Extract provided:

Start of Block

CCI Mooseworks: Hot AI Summer Pt. 2: The EU and China
It’s August — the birds are chirping, the sun is shining, the beer is cold, the water’s warm. And folks, the AI summer? It’s hot. In July, we looked at the way the United Kingdom and the United States are approaching artificial intelligence regulation. Next month, we’ll be taking a deep dive into Canada’s approach.
For now, though, let’s take a look at Europe and China.
The EU: Regulation With A Twist
The European Union has not shied away from making law and proceeding with an ambitious Digital Strategy. The General Data Protection Regulation is often hailed as the global gold standard for privacy protection. When you compare it with the United States, where they have only ventured into tech regulation piecemeal and somewhat haphazardly, the difference is like night and day.
So, perhaps unsurprisingly, the EU has moved early and quickly to regulate AI. The Artificial Intelligence Act began to wind its way through the tortuous European legislative process in 2021 and passed a crucial second reading vote in June of this year. This was strikingly fast — for context, in the 2014–2019 legislative term, bills took an average of 40 months to pass. While this isn’t the end of the process before the law comes into force, it has probably jumped the tallest hurdle in its path before it takes effect in 2026.
With that context out of the way, let’s dive into the details.
The law orients itself around four tiers for AI systems based on their risk to human safety, livelihoods and rights: unacceptable, high, low and minimal. (Minimal-risk systems are essentially not regulated at all under the new framework, and only have to adhere to existing privacy and consumer protection rules).
The first category includes Orwellian government uses like ‘social scoring’ or constant facial recognition tracking in public, and such uses are simply banned, along with private sector applications that cause people to harm others.
The meat of the new law deals with applications and systems deemed to be high risk. This is a broad category, including any systems used in products covered by EU product safety laws, and use cases prescribed in an annex to the law that can be expanded by the European Commission (the executive arm of the EU). These currently include uses that match up with decision-making that is directly consequential to people, with the potential to unfairly discriminate or cause harm — including job applications, admission to educational institutions, biometric identification, and law enforcement applications, for example.
High-risk systems, per the law, must have their own risk management systems to identify, evaluate and mitigate these impacts, as well as technical documentation that demonstrates compliance. In the name of transparency, high-risk systems must also maintain logs of decisions and transparently provide basic information about use parameters and risks to users. The EU law also mandates human oversight and adequate cybersecurity, and providers of high-risk AI services must notify national governments that they are making it available.

End of Block

Region pointing data:

Start of Block

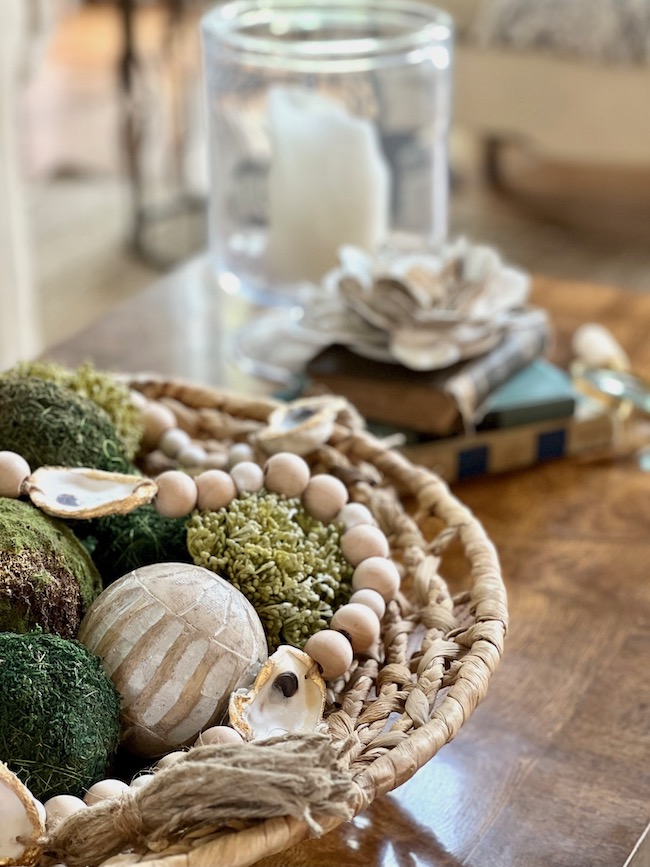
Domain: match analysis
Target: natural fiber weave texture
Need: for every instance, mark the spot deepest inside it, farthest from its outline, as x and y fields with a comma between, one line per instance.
x=391, y=713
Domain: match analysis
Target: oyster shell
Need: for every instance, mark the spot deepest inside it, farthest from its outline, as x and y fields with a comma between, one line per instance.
x=287, y=696
x=21, y=821
x=81, y=492
x=300, y=426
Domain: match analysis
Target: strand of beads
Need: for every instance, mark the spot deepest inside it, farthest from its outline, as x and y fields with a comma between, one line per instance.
x=355, y=626
x=60, y=807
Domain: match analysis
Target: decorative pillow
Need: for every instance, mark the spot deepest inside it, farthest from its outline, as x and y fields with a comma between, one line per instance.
x=609, y=31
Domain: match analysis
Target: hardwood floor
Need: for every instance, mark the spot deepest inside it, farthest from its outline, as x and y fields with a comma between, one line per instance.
x=563, y=221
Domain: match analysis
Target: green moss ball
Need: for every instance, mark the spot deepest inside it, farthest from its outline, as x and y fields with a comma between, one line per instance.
x=47, y=578
x=50, y=425
x=103, y=388
x=122, y=543
x=59, y=714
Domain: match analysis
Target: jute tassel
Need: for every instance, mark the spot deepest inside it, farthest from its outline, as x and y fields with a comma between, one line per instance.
x=213, y=788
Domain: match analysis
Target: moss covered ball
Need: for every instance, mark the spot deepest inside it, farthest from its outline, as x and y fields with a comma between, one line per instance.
x=287, y=563
x=102, y=388
x=49, y=424
x=59, y=714
x=122, y=543
x=47, y=578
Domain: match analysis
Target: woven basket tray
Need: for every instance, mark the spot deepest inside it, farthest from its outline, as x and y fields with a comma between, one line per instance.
x=389, y=715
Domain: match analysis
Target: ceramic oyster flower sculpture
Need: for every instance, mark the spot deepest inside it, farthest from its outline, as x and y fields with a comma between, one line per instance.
x=424, y=309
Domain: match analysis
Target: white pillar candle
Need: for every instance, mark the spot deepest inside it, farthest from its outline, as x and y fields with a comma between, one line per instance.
x=329, y=184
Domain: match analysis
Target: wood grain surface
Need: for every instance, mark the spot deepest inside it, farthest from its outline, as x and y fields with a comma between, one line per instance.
x=552, y=768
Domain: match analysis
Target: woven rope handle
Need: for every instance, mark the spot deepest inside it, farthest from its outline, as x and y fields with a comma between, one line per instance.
x=395, y=711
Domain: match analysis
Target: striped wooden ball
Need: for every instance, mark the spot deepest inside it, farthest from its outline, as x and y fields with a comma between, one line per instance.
x=176, y=640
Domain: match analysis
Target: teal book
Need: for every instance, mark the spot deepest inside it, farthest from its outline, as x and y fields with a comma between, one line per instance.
x=538, y=392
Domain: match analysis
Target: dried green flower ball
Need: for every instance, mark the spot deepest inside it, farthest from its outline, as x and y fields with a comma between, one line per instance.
x=59, y=714
x=50, y=425
x=288, y=564
x=46, y=577
x=100, y=387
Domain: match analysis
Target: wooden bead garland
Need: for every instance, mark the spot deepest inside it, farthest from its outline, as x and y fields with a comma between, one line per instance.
x=324, y=496
x=326, y=499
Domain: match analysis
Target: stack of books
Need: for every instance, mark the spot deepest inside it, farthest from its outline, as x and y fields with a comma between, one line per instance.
x=509, y=409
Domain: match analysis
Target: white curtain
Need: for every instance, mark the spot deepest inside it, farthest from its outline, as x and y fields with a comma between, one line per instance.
x=19, y=321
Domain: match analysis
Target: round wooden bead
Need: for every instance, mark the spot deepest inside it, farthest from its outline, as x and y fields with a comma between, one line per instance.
x=373, y=600
x=286, y=474
x=377, y=573
x=363, y=541
x=60, y=807
x=170, y=759
x=218, y=735
x=331, y=650
x=172, y=441
x=191, y=456
x=176, y=494
x=216, y=489
x=359, y=623
x=324, y=497
x=14, y=469
x=138, y=400
x=156, y=419
x=103, y=790
x=247, y=476
x=353, y=514
x=239, y=452
x=140, y=781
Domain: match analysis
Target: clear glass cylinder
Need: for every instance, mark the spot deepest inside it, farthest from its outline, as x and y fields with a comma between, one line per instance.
x=328, y=125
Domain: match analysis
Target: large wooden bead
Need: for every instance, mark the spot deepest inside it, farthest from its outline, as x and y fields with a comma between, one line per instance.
x=176, y=640
x=103, y=790
x=331, y=650
x=371, y=599
x=218, y=735
x=216, y=489
x=60, y=807
x=324, y=497
x=353, y=514
x=377, y=573
x=363, y=541
x=173, y=440
x=156, y=419
x=286, y=474
x=176, y=494
x=14, y=469
x=359, y=623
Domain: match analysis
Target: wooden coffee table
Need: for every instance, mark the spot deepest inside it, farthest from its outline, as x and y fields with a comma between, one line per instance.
x=552, y=770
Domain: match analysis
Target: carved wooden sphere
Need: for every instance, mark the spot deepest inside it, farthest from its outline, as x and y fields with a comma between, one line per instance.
x=176, y=640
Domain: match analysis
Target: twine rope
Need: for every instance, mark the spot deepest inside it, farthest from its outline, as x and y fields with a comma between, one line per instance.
x=213, y=788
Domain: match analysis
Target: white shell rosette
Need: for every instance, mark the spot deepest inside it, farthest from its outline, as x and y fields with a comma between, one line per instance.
x=425, y=308
x=432, y=309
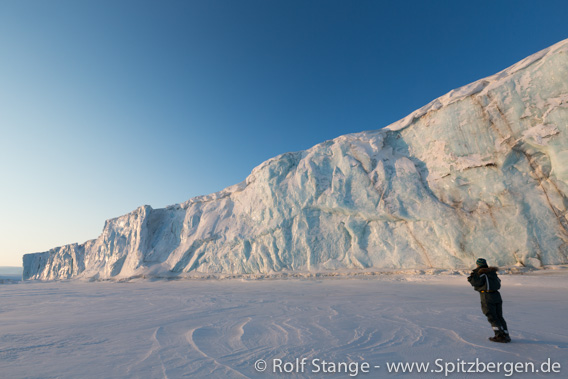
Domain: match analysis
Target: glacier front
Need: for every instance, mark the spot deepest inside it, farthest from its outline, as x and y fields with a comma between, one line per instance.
x=480, y=171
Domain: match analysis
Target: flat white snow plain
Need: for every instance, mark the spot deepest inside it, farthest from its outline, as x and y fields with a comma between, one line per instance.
x=220, y=328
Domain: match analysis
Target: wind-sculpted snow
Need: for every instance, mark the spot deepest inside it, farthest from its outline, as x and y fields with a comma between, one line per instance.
x=481, y=171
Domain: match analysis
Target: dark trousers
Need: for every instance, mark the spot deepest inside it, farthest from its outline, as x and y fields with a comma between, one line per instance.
x=492, y=307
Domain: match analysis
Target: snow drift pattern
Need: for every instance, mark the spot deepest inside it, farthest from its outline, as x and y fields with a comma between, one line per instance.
x=481, y=171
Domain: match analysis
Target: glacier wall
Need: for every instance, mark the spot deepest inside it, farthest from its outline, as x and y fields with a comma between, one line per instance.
x=481, y=171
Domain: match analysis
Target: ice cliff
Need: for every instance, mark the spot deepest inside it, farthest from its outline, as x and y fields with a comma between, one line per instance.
x=480, y=171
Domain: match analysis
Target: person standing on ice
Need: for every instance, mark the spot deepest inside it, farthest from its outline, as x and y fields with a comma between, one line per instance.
x=484, y=279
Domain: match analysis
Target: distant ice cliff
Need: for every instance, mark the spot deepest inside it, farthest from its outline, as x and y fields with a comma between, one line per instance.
x=481, y=171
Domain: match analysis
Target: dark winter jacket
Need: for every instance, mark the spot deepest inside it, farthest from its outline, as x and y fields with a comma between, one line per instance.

End of Block

What you need to do:
**A)** Translate this sentence from the article on AI regulation in the EU and China into Spanish: "The General Data Protection Regulation is often hailed as the global gold standard for privacy protection."
**B)** According to the article on AI regulation in the EU and China, how long did bills take to pass on average in the EU's 2014–2019 legislative term?
**C)** Extend the article on AI regulation in the EU and China, picking up after its final sentence.

Answers provided:
**A)** El Reglamento General de Protección de Datos suele ser aclamado como el estándar de oro mundial en materia de protección de la privacidad.

**B)** An average of 40 months.

**C)**
At the other end of the spectrum, AI systems deemed (by their exclusion from the other two categories) to be of limited risk, will not be as meticulously governed. Instead, they will require simple notification and transparency to users that they are AI systems (e.g. for chatbots.) This would also apply to AI systems that generate images or other content, when they portray real people in such a way that viewers would assume it was real — think Pope Francis in a puffer jacket. If the EU AI Act had been in effect when that AI-powered papal fit went viral, it would have had to have a big ‘NOT REAL’ notification with it. That might seem frivolous or silly, but this also applies to more nefarious ‘deepfakes.’
The Act creates a limited carveout to promote innovation through the creation of regulatory sandboxes, supervised tests of regulatory changes to either collect evidence for a new regulation or to develop them for novel goods and services in a collaborative way aimed at getting innovations to market quickly and safely. The EU law assigns priority access to this tool to start-ups and ‘small-scale providers’ and directs member states to set fees for access to these programs proportionately to their scale. Finally, the Act creates a European AI Board, made up of national AI authorities and the EU Data Protection Supervisor, to advise the Commission on AI issues and promote best practices.
The Act is comprehensive and intended to be technologically neutral (i.e. it governs types of use and risks, rather than specific products and services). Executives from 150 European business giants publicly criticized the law in a letter ahead of its passage as a threat to Europe’s competitiveness in AI applications, particularly generative AI, and called instead for legislation to “[state] broad principles in a risk-based approach” with details left to regulators able to iterate upon.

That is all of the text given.